> DIRECTION
Reproduce only this part of the listing: the line with "Give the segmentation of every instance of the man's", plus every line after it through the last.

> DATASET EXCERPTS
------------------------
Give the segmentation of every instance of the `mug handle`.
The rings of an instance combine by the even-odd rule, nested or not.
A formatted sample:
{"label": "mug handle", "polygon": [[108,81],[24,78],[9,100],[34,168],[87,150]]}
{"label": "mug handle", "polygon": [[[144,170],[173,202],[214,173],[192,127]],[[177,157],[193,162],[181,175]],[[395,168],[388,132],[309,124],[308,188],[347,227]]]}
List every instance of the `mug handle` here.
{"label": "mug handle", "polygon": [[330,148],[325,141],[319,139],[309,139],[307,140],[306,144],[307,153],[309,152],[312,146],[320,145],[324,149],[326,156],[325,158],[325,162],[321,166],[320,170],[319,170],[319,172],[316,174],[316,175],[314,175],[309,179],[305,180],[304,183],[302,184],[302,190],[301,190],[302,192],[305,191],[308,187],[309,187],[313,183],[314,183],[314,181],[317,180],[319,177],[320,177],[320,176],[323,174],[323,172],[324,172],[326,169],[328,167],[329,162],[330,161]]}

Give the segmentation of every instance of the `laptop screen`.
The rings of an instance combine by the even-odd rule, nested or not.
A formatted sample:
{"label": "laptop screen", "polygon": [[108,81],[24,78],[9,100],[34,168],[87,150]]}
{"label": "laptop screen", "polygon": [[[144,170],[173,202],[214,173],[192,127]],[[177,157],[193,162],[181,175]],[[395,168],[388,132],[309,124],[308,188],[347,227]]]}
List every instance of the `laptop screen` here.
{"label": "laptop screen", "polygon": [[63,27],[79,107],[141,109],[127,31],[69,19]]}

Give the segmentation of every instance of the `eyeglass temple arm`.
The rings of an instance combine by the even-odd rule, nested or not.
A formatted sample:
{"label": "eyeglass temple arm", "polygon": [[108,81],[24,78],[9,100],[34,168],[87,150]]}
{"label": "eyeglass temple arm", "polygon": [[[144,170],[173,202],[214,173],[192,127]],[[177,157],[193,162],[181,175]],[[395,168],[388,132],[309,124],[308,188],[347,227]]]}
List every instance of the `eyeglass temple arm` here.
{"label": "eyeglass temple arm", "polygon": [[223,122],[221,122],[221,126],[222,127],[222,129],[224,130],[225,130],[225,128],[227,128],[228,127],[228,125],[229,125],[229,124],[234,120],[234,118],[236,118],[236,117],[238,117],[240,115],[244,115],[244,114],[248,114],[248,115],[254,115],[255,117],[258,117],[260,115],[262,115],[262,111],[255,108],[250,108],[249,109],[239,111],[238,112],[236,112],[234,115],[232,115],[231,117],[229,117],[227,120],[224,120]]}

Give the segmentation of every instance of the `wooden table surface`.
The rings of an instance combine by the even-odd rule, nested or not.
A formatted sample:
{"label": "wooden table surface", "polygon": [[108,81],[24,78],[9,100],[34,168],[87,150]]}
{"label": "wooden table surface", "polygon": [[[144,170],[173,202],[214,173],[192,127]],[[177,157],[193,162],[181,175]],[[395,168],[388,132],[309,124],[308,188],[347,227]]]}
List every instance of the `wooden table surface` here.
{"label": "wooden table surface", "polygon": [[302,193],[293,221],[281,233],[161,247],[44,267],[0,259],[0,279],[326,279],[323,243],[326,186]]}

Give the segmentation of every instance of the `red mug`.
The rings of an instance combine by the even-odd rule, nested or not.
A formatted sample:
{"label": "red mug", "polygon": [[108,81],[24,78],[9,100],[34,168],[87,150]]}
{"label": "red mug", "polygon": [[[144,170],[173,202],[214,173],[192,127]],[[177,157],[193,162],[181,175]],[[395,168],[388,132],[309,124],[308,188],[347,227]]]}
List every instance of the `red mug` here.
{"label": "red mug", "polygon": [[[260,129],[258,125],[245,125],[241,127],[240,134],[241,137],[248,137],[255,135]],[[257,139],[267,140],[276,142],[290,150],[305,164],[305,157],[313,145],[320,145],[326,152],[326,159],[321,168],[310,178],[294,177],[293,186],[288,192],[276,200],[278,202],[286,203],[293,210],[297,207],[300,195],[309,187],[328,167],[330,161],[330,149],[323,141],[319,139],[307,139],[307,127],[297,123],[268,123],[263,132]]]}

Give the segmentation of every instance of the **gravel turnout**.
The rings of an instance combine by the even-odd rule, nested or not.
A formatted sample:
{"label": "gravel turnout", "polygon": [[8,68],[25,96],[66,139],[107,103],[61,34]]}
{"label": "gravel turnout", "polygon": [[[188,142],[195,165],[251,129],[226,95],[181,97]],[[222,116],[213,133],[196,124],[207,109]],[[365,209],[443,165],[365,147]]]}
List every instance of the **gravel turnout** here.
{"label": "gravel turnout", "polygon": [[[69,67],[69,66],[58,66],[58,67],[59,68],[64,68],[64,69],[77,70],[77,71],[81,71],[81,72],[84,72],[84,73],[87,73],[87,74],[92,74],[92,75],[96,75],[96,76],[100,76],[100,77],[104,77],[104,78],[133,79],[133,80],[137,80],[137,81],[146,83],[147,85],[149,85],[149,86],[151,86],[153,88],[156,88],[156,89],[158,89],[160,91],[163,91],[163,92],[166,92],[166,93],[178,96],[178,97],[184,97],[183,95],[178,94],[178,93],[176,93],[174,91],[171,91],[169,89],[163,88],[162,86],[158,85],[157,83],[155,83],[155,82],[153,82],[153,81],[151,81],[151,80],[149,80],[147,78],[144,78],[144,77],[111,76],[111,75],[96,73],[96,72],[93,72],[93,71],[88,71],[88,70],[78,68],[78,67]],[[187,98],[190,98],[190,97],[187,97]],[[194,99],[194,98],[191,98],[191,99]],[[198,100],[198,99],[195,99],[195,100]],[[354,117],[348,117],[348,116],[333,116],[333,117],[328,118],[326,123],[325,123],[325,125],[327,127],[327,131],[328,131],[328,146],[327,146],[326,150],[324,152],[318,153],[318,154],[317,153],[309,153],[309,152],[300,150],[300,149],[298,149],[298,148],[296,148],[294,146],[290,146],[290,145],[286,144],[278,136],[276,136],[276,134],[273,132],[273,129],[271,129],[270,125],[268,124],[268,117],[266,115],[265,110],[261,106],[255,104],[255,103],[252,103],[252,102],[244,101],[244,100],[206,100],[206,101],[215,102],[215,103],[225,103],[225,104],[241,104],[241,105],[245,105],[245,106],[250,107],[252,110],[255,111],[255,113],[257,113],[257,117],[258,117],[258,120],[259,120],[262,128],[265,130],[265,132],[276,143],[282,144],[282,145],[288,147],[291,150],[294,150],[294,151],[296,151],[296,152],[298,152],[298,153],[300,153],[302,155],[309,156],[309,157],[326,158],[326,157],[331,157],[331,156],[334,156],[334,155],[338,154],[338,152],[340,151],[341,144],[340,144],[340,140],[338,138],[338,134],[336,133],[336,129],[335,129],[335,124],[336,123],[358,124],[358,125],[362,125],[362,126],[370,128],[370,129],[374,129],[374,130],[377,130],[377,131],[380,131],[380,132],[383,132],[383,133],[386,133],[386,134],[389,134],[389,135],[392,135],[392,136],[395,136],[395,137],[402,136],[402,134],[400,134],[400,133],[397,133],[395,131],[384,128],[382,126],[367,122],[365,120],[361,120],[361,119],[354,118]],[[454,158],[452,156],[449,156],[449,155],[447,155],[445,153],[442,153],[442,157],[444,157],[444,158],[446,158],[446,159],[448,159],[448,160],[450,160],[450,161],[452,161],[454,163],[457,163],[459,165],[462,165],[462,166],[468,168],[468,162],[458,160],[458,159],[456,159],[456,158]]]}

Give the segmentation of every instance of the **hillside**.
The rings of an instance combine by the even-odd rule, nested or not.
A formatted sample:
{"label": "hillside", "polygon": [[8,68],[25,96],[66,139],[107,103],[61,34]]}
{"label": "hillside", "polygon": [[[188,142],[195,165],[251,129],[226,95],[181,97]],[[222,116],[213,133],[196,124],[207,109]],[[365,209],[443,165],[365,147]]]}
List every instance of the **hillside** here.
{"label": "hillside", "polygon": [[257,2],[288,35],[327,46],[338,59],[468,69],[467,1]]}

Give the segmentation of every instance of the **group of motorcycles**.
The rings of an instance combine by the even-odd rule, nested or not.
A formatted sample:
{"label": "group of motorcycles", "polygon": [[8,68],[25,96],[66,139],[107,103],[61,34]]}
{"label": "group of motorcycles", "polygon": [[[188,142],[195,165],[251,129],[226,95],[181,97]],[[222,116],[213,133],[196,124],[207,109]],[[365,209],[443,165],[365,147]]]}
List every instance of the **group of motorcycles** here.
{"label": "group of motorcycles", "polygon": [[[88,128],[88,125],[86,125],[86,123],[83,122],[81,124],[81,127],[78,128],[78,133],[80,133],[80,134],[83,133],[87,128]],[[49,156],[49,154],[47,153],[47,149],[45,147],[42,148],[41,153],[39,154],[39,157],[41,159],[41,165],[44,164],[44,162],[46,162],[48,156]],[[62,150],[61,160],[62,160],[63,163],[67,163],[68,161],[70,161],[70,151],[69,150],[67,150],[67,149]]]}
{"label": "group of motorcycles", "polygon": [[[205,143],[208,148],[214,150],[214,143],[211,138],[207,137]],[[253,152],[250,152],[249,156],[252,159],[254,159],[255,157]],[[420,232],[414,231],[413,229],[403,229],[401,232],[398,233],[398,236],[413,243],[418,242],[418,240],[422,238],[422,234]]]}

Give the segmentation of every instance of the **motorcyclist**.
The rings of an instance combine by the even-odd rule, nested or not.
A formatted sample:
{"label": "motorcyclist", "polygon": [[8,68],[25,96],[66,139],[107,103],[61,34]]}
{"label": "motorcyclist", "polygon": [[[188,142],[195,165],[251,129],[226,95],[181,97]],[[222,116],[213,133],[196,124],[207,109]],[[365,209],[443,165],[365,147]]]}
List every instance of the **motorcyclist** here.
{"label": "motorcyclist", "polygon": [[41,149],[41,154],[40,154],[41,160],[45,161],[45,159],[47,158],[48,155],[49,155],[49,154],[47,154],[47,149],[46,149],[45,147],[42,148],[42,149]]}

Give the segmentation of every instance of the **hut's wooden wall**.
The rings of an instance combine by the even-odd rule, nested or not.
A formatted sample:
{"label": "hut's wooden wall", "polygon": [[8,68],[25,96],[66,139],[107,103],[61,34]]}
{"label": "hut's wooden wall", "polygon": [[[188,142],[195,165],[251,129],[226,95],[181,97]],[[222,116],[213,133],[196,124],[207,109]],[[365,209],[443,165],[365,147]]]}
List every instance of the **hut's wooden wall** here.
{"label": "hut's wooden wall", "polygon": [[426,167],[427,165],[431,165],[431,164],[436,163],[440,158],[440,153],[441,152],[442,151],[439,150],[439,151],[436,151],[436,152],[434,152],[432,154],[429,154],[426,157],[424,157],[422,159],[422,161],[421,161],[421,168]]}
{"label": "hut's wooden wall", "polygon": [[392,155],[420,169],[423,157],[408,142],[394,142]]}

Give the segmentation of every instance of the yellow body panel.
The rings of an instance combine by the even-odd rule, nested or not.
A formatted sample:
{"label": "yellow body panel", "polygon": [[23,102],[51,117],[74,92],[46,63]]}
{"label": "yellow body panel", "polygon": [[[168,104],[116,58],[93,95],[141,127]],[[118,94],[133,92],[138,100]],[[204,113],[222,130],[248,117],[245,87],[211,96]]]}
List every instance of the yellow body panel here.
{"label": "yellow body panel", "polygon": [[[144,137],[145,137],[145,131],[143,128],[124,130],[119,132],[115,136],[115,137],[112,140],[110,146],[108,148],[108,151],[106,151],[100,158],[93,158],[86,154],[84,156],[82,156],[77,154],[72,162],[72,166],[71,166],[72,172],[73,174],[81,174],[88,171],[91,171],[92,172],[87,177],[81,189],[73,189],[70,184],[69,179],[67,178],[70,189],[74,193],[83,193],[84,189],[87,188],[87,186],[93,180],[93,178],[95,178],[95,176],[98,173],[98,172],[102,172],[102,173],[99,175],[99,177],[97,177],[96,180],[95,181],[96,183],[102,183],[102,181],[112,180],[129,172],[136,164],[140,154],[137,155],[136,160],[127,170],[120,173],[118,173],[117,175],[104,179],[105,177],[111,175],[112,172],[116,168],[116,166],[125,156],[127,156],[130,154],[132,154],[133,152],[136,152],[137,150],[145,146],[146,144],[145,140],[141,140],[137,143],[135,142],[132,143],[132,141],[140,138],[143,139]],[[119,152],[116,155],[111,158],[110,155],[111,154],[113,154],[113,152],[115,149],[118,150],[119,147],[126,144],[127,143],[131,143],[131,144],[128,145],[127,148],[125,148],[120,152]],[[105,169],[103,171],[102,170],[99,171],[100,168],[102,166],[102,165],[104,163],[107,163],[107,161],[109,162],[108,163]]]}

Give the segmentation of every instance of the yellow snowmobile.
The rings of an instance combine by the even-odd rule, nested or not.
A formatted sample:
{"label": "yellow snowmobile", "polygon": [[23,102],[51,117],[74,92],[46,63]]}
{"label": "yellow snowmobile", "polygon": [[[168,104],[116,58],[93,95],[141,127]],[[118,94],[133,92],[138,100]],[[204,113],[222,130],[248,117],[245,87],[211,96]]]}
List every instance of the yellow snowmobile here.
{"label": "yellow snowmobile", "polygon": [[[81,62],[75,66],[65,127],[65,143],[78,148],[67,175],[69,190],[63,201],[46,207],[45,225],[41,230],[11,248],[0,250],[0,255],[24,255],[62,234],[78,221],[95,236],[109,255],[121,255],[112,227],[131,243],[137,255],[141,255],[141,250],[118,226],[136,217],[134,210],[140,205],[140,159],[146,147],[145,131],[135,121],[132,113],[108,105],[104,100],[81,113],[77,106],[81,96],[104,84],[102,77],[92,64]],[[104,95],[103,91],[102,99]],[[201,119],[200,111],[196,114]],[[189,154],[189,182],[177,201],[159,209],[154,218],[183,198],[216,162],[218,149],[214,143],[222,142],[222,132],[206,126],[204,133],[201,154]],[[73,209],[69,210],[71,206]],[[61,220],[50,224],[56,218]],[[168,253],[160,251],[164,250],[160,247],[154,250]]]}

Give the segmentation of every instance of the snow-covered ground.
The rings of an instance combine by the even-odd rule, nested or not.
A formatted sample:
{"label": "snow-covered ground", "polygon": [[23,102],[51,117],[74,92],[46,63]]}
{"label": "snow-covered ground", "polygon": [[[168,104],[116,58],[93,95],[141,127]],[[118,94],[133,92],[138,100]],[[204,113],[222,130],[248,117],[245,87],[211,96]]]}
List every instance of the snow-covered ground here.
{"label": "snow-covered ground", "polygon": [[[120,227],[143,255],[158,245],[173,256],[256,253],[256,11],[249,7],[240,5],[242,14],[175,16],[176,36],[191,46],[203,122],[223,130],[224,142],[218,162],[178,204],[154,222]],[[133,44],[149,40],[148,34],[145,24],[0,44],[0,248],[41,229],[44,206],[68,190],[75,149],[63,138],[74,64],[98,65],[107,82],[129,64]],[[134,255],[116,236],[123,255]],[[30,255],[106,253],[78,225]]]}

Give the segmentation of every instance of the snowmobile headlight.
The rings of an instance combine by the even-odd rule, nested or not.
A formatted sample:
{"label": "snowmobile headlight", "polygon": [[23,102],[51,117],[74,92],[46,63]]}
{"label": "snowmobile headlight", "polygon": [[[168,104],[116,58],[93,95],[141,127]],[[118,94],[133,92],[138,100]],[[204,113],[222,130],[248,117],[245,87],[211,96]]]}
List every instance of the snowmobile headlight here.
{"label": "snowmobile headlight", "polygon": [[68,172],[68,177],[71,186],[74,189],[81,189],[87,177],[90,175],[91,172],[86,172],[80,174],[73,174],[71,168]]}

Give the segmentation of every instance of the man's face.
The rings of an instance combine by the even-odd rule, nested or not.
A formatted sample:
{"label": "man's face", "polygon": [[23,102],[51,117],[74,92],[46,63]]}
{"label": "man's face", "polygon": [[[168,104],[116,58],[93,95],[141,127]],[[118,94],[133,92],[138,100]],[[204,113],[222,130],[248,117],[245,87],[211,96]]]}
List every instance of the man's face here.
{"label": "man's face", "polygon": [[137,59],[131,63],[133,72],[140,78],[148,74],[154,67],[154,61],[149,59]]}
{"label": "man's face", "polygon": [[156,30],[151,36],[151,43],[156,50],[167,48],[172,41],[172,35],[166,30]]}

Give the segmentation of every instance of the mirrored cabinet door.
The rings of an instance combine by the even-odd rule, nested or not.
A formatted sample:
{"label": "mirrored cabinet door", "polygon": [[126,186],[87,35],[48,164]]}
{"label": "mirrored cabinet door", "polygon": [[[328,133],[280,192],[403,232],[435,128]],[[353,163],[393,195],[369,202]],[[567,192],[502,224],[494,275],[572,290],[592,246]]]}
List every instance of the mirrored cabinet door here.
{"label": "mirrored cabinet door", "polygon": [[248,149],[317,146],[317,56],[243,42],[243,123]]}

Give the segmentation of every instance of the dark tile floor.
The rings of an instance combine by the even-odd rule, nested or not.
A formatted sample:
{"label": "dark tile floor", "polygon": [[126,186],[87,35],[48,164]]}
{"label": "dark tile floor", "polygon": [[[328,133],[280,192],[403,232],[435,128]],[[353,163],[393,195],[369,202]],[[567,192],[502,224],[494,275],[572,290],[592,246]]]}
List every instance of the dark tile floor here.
------------------------
> REPLY
Give the segmentation of every instance of the man's face.
The rings of an instance combine by the even-odd rule, nested or not.
A formatted sample:
{"label": "man's face", "polygon": [[23,102],[51,117],[74,92],[46,63]]}
{"label": "man's face", "polygon": [[[168,104],[116,58],[93,95],[141,127]],[[118,94],[133,92],[138,100]],[[204,113],[222,130],[248,117],[245,87],[211,96]]]}
List every instance of the man's face here.
{"label": "man's face", "polygon": [[137,59],[131,63],[133,72],[140,78],[148,74],[154,67],[154,61],[149,59]]}
{"label": "man's face", "polygon": [[156,30],[151,36],[151,43],[156,50],[167,48],[172,41],[172,35],[166,30]]}

Give the segmentation of every instance of the mirrored cabinet door.
The rings of an instance combine by the even-odd rule, nested or not.
A formatted sample:
{"label": "mirrored cabinet door", "polygon": [[126,186],[87,35],[48,164]]}
{"label": "mirrored cabinet door", "polygon": [[[328,133],[280,192],[403,232],[435,128]],[[353,163],[393,195],[369,202]],[[567,192],[502,224],[494,275],[572,290],[592,246]]]}
List every instance of the mirrored cabinet door here.
{"label": "mirrored cabinet door", "polygon": [[248,149],[317,146],[317,56],[243,42],[243,123]]}

Give the segmentation of every instance of the dark tile floor.
The rings of an instance combine by the even-odd rule, nested or not.
A formatted sample:
{"label": "dark tile floor", "polygon": [[126,186],[87,35],[48,164]]}
{"label": "dark tile floor", "polygon": [[[328,133],[280,192],[403,232],[435,128]],[[353,163],[393,195],[369,202]],[[567,192],[502,224],[494,275],[572,290],[592,246]]]}
List every instance of the dark tile floor here.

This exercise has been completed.